Тебе надо как-то приехать ко мне. Есть тут у нас теперь «камара-одиночка», как называл сии заведения мой разлюбезный папуля, с книгами, папками, где пахнет книжным тленом и клеем. Можешь в ней запираться хоть на неделю, никто и не заметит, даже если помрёшь. Тогда и о делах поговорим, хотя дела кругом, прямо сказать... но заработок на дорогу какой-нибудь изобретём тебе.
Кланяюсь, обнимаю. Виктор Петрович
1985 г.
(Г.Ф.Шаповалову)
Дорогой Жора! Вроде весна наступает и у нас, правда, не очень торопится, ночами холодно, однако длинная и холодная зима, кажется, позади. Я, правда, маленько её, зиму, сократил — ездил в декабре в Японию, там было плюс 5-15. Для меня это в самый раз, а япошки говорят: «Холодно».
Поездка была интересная, хотя и пришлось мне много поработать: выступал, встречался с писателями и студентами, побывал во многих городах, в Хиросиме — тоже. Вблизи увидел последствия атомной бомбардировки и ясно представил себе, что ждёт людей, если случится ядерная война. Лучше до этого и не доживать: война, на которой мы с тобой были, — игрушка по сравнению с ужасами войны будущей.
После поездки сидел дома, много работал. Не знаю только зачем. Просят, умоляют написать о войне, напишешь — не проходит в печать: всем нужна война красивая и героическая, а та, на которой мы были, с грязью, вшами, подлецами-комиссарами вроде начальника политотдела нашей дивизии — такая война никому не нужна, а врать о войне я не могу, ибо чем больше врёшь о войне прошлой, тем ближе становится война будущая.
Но всё равно живу работами и заботами. К будущей зиме, здоров буду, надеюсь закончить новую книгу рассказов и, может, сделаю, точнее, доделаю маленькую повесть, а скорее, маленький роман.
С успехом прошёл по телевидению фильм по моему сценарию «Ненаглядный мой». С тем же режиссёром собираемся работать над трёхсерийным телефильмом «Где-то гремит война». Я ещё сделал инсценировку для местного театра ко Дню Победы, и ещё много чего поделал. Очень устал. Твой Виктор
1985 г.
(И.П.Борисовой)
Дорогая Инна Петровна!
Посылаю Вам (в «Новый мир») два, не скрою, дорогих мне рассказа (может, оттого что я давно их не писал, самостоятельных и больших рассказов, и разгон начался с «Медвежьей крови» — спасибо ему хоть за это!). Рассказы эти помогли мне преодолеть душевную депрессию и творческий застой, хотя по мелочам много чего делал — да всё не то...

────────────────

> **ЗАДАНИЕ A**:
Перепишите часть листинга: всё от строки с «Q: For each instance of the wooden rafter» вниз до строки с «x=652, y=31». Замените «wooden rafter» на «timber rafter», остальное оставьте без изменений.

[Записи, выбранные из коллекции]
────────────────

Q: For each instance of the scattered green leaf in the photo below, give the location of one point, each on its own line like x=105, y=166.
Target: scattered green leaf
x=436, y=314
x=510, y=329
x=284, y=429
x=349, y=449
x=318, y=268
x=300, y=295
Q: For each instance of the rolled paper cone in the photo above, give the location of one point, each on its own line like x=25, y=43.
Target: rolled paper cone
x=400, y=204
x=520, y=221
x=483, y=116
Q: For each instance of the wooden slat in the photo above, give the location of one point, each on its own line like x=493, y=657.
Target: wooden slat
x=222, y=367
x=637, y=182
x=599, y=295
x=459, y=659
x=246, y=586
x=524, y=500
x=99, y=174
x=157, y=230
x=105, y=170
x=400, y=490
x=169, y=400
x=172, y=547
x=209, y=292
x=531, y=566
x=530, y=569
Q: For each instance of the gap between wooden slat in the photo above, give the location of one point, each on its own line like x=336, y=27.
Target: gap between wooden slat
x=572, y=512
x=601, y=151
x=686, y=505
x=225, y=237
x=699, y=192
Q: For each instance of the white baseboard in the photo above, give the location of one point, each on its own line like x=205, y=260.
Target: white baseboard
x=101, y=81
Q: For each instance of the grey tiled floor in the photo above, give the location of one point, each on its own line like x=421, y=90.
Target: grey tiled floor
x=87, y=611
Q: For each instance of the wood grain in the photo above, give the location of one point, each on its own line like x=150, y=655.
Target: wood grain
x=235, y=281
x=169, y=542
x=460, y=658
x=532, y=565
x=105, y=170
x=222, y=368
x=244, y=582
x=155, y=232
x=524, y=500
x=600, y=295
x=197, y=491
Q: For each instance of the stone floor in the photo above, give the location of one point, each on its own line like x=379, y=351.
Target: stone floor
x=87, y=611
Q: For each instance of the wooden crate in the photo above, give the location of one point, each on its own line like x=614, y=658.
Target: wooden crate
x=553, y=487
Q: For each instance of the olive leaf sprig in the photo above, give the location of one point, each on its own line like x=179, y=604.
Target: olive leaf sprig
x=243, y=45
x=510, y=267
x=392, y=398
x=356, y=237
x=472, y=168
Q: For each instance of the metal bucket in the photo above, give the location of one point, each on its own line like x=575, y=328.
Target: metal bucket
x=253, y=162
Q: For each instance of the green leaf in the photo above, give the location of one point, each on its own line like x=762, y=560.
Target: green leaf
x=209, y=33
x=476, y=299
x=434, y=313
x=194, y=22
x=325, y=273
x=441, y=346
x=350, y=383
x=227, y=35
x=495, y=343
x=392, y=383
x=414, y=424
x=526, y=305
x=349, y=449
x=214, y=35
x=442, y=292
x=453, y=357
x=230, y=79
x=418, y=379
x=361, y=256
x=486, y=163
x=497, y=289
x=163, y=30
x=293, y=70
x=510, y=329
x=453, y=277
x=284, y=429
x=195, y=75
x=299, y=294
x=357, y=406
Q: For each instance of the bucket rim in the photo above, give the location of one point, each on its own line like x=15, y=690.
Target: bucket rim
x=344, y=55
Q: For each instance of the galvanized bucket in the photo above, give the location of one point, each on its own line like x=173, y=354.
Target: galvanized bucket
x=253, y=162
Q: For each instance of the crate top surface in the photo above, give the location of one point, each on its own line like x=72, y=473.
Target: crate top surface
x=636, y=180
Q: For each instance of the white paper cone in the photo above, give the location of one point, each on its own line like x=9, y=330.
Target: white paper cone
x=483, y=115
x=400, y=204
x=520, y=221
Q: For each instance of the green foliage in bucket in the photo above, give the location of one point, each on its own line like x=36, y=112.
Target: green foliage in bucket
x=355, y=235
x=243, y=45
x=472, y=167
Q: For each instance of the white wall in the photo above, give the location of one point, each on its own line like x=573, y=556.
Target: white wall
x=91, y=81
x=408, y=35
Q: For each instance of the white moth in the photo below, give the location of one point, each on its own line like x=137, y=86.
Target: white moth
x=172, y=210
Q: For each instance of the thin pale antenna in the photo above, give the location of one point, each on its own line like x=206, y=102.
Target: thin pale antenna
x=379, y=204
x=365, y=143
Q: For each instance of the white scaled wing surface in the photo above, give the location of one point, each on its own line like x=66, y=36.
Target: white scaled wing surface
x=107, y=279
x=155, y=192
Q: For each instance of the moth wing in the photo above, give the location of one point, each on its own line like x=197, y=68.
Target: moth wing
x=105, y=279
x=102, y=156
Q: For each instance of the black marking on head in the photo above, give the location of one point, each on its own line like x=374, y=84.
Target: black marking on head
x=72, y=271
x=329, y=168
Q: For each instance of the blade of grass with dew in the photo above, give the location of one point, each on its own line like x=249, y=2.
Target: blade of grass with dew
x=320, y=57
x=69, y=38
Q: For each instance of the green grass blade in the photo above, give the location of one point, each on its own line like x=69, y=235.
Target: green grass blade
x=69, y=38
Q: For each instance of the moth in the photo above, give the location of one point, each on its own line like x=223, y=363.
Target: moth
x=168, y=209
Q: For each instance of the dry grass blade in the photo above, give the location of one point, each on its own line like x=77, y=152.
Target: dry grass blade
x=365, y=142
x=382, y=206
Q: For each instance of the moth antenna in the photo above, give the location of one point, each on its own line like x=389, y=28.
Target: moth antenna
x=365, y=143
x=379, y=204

────────────────

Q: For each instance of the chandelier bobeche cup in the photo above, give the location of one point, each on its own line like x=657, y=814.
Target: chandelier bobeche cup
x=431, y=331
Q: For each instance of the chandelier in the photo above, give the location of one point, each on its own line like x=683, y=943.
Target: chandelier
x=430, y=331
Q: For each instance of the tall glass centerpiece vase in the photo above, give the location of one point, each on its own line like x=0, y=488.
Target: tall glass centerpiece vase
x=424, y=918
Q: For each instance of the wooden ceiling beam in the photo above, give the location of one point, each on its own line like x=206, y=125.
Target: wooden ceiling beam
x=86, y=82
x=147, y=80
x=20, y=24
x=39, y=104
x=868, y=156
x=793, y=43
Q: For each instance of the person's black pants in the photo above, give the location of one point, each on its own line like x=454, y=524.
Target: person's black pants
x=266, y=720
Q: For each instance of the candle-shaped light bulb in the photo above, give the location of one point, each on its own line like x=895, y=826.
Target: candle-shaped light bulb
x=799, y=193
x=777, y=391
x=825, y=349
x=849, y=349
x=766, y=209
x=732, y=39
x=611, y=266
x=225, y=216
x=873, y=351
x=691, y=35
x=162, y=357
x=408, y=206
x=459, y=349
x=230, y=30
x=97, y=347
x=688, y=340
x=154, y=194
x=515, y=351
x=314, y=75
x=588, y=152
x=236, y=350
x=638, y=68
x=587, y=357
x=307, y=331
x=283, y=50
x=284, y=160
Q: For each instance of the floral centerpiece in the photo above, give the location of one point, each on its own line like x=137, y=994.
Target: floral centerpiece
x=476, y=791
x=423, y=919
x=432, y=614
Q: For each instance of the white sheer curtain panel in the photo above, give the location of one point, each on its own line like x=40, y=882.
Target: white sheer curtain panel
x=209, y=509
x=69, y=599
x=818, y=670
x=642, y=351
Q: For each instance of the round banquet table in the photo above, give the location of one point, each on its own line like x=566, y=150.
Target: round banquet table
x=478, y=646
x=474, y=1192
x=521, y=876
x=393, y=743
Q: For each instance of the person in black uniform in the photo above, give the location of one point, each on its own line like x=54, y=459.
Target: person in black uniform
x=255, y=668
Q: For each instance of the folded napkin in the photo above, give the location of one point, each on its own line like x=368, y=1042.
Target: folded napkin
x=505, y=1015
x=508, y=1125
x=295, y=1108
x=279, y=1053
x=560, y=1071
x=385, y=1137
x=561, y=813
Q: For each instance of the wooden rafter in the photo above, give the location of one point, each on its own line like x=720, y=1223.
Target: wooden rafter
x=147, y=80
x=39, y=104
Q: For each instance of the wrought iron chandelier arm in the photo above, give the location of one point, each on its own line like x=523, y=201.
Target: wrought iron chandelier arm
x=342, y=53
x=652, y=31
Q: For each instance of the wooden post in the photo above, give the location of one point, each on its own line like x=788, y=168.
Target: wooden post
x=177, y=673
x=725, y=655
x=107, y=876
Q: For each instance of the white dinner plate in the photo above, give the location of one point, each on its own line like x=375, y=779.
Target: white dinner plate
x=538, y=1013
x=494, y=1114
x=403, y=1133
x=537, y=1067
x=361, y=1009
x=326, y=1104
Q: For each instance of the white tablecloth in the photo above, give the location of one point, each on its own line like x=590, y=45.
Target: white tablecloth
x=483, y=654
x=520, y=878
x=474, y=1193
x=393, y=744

────────────────

> **ЗАДАНИЕ B**:
Допишите продолжение писем Виктора Петровича, начиная сразу после последнего приведённого предложения.

> **ИТОГОВЫЙ ОТВЕТ A**:
Q: For each instance of the timber rafter in the photo above, give the location of one point, each on its own line like x=720, y=1223.
Target: timber rafter
x=147, y=80
x=39, y=104
Q: For each instance of the wrought iron chandelier arm in the photo above, give the location of one point, each on its own line like x=523, y=201.
Target: wrought iron chandelier arm
x=342, y=53
x=652, y=31

> **ИТОГОВЫЙ ОТВЕТ B**:
У меня просьба к Вам и к редакции — оставить посвящение Ульянову. Он знает о рассказе и о посвящении, отнёсся к этому почти благоговейно, и я окажусь не просто трепачом, а попаду перед ним в очень неловкое положение.
Обогатившись опытом литературно-творческой работы по телефону, я уже сам, по доброй воле, поработал за цензуру и карандашом снял «опасные места» — всё же сам я сделаю это лучше и чище, чем чужие руки. И в первом рассказе удалось мне вывернуться из «щекотливых мест и ситуаций» (о Господи! Как иногда сдохнуть хочется!), и более его портить не надо, а снимут — что ж, не первый раз булыжник на голову. Будут лежать рассказы в столе, соберётся сборник — пойду в верха, хотя и знаю, ничего доброго из этого не выйдет — могу сорваться, и срыв этот давно назрел: ведь правят и уродуют меня с первых рассказов! Название рассказа изменил оттого, что он «вылез» из замысла, пошёл дальше и перерос прежнее название. Кажется, и закончить его удалось нужным аккордом — этаким человеческим вздохом о жизни и обо всех нас, незаметно приближающихся к своему естественному концу.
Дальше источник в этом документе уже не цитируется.